▸ **What is needed**
Reproduce the listing from the line holding "of the beige" through the line holding "[1220, 537]", inclusive, with the requests included. Shift each answer point by adding 90 to both of its coordinates, and leave the requests and their sample coordinates unchanged.

==================================================

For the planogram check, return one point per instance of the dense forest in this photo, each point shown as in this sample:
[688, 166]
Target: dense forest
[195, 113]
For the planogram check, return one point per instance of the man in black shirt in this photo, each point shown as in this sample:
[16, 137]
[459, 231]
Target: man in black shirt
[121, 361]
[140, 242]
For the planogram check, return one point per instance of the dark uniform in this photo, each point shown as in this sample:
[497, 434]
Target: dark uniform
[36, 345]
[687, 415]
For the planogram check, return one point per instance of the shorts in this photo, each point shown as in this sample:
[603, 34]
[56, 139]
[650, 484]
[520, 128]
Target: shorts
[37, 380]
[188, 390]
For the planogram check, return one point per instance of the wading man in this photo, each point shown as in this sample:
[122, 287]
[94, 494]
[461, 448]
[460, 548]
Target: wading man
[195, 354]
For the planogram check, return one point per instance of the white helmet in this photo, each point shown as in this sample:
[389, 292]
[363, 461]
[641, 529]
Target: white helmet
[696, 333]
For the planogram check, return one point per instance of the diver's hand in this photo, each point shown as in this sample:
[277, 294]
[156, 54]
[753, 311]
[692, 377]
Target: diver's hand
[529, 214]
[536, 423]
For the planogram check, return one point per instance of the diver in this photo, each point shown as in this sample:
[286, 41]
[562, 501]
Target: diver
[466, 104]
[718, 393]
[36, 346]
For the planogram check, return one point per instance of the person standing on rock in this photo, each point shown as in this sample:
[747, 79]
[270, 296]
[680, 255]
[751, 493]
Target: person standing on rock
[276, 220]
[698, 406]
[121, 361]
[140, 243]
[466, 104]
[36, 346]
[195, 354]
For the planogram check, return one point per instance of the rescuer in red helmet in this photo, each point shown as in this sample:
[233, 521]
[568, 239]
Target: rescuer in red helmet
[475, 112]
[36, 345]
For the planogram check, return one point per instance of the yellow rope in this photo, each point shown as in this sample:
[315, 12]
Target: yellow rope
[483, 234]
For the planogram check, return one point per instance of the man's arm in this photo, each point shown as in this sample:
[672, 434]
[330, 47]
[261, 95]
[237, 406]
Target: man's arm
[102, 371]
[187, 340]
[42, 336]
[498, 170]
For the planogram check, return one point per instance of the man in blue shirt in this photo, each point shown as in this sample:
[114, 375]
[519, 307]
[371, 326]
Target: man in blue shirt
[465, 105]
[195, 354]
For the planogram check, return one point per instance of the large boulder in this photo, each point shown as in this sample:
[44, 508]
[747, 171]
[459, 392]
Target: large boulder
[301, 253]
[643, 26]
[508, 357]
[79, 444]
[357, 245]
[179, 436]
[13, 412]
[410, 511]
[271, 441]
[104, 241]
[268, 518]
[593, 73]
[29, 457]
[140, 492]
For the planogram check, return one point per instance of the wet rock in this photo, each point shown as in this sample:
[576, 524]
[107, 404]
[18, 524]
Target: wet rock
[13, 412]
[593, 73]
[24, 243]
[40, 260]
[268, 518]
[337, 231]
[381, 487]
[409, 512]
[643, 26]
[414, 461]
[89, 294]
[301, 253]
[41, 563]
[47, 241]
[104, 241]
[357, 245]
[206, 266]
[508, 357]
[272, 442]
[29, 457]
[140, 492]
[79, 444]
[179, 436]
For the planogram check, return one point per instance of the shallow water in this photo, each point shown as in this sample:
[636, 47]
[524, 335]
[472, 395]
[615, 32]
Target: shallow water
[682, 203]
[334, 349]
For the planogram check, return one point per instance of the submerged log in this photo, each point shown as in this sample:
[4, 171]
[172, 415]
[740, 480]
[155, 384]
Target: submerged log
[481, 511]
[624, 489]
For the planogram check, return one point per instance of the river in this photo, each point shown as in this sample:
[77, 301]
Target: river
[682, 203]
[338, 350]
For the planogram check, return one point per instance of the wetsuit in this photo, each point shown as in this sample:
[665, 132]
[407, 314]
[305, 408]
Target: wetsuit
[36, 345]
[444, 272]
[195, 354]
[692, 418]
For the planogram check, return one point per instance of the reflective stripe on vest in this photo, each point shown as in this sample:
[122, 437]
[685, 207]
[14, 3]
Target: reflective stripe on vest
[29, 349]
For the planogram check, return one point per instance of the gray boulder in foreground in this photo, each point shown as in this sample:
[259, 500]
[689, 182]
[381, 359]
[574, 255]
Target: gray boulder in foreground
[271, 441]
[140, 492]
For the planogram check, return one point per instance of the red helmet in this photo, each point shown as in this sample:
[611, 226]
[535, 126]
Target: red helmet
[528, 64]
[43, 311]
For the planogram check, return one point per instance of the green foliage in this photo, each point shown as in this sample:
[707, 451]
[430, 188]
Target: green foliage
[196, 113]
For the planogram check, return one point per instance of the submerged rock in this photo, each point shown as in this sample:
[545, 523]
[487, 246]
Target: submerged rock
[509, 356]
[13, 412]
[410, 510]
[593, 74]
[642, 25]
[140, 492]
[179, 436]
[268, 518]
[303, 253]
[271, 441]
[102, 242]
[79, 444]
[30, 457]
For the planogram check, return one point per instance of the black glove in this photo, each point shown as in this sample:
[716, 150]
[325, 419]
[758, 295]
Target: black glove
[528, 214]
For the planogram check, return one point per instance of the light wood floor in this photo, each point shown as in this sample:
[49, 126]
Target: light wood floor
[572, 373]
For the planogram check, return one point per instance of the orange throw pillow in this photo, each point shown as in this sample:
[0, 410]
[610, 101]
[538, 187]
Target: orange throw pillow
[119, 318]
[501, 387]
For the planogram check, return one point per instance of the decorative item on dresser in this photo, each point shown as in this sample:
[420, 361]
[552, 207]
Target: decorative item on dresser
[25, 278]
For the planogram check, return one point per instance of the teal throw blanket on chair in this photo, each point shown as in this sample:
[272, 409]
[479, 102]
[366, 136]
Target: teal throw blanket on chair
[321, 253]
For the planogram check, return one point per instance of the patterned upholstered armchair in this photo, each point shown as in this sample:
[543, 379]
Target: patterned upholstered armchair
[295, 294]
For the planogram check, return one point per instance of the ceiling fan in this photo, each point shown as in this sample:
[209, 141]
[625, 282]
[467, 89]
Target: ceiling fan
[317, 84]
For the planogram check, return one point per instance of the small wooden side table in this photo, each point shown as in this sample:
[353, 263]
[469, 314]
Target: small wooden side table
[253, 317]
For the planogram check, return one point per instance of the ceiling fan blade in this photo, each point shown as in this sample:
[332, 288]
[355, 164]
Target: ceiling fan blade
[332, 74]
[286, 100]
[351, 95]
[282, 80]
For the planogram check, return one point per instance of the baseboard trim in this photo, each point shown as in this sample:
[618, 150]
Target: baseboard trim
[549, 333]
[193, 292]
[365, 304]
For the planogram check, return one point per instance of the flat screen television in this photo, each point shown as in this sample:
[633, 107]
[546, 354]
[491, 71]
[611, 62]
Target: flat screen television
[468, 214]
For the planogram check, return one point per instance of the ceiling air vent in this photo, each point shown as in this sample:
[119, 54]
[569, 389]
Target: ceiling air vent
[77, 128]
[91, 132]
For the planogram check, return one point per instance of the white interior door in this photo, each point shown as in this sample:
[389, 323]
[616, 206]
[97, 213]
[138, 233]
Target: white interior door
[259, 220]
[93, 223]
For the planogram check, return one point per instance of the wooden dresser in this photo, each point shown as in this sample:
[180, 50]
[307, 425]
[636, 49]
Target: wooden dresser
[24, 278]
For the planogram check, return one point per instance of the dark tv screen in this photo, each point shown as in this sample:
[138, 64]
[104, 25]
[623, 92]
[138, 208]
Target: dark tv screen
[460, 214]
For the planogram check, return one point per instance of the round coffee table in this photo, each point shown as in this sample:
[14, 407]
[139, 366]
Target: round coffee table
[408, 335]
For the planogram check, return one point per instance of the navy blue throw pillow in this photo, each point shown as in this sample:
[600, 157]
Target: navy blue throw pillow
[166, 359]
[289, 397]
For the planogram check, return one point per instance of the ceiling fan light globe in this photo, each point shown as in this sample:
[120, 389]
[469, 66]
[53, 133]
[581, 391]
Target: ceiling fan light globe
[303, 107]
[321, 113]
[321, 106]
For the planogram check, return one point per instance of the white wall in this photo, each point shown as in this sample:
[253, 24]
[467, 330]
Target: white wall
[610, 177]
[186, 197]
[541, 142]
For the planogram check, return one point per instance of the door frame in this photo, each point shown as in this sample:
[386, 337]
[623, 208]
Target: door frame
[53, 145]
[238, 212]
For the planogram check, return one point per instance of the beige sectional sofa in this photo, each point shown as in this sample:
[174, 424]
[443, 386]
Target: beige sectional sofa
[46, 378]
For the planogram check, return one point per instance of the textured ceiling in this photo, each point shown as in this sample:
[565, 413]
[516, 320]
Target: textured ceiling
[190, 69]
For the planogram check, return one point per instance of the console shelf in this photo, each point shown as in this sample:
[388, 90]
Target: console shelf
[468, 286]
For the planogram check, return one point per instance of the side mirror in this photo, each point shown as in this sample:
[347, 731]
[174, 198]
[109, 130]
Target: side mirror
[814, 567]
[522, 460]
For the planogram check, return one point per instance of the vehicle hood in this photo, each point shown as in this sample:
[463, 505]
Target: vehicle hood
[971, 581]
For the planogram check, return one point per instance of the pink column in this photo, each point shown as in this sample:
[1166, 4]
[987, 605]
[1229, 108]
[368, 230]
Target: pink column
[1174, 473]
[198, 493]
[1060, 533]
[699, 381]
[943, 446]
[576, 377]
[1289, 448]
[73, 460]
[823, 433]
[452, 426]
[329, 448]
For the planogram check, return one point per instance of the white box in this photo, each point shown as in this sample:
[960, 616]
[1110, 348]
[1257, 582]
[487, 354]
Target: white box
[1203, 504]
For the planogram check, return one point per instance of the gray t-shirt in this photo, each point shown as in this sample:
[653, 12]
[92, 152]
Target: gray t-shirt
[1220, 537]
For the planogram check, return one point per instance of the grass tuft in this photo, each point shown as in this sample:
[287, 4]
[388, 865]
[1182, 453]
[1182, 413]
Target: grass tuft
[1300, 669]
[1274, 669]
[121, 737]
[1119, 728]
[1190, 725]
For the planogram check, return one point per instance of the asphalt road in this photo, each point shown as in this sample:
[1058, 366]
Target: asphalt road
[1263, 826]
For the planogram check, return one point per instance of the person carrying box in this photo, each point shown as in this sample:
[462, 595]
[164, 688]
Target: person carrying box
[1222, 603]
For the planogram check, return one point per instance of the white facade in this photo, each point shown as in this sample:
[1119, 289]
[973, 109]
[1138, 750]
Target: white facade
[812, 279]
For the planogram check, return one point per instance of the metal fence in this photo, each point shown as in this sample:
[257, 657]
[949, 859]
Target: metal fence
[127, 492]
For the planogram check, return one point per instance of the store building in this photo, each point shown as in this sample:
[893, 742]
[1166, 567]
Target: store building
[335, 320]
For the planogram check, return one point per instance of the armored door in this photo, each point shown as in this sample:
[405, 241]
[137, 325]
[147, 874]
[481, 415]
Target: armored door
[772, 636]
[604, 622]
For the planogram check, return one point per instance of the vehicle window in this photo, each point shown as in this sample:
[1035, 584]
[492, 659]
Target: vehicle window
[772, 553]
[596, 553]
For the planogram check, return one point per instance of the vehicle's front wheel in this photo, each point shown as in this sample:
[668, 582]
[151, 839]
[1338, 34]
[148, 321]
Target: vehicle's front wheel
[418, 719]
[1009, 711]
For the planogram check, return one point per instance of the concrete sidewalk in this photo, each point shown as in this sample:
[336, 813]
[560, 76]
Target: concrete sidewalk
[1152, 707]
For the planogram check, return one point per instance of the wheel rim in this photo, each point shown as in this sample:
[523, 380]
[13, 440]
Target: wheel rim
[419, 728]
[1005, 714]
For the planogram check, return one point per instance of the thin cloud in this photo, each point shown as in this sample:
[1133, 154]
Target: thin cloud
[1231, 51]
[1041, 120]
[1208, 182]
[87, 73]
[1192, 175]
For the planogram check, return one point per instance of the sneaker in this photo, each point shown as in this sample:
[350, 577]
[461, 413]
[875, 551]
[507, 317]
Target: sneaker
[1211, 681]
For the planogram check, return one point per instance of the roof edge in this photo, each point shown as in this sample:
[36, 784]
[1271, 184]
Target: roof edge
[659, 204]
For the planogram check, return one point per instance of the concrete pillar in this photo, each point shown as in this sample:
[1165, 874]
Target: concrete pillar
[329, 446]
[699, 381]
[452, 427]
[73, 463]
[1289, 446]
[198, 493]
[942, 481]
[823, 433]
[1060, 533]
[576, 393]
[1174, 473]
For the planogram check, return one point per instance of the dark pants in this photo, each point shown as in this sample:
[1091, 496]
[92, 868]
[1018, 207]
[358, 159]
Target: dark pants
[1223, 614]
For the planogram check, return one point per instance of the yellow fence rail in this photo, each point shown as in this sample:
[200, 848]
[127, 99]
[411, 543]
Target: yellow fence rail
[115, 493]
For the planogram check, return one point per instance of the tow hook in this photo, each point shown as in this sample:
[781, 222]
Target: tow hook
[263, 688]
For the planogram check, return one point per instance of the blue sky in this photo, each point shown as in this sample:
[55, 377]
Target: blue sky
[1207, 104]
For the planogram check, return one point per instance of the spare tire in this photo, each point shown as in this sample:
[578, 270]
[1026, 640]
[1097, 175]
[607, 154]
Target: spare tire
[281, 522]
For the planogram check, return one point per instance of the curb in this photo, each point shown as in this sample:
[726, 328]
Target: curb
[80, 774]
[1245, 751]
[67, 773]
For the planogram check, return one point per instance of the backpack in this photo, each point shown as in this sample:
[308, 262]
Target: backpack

==================================================

▸ **Full response**
For the planogram check, return one point per instance of the beige sectional sofa in this photo, each point shown as in this sample:
[174, 424]
[443, 386]
Target: beige sectional sofa
[136, 468]
For the planogram check, return one point per instance of the textured ceiling in this photo, each point shown as in this sample:
[565, 413]
[516, 320]
Target: textured ceiling
[280, 159]
For the planogram check, return one point per instance of the console shelf in this photo, each point shown as in this sample:
[388, 90]
Target: console shelf
[558, 376]
For the planogram check, return one point per instance of the side mirror in this photo, each point shown as in this sample:
[347, 731]
[174, 198]
[109, 130]
Target: side mirror
[904, 657]
[612, 550]
For the planogram check, return one point per instance of the vehicle hood in this photo, each point shown as in this sample:
[463, 505]
Target: vehicle hood
[1061, 671]
For the planogram check, return one point per instance of the pink column in this photo, each point shown as in this sample:
[1166, 4]
[987, 605]
[1229, 108]
[368, 230]
Target: pink column
[1264, 563]
[288, 583]
[1150, 623]
[789, 471]
[1033, 536]
[666, 467]
[1379, 538]
[163, 550]
[913, 523]
[542, 516]
[419, 538]
For the planogram check, return one point per instance of the white box in this photo, each point shown as in this sample:
[960, 616]
[1110, 348]
[1257, 582]
[487, 354]
Target: white box
[1293, 594]
For the planogram check, return one point per instance of the gray t-shirt in this photo, each point shown as in this sample:
[653, 12]
[92, 152]
Target: gray t-shirt
[1310, 627]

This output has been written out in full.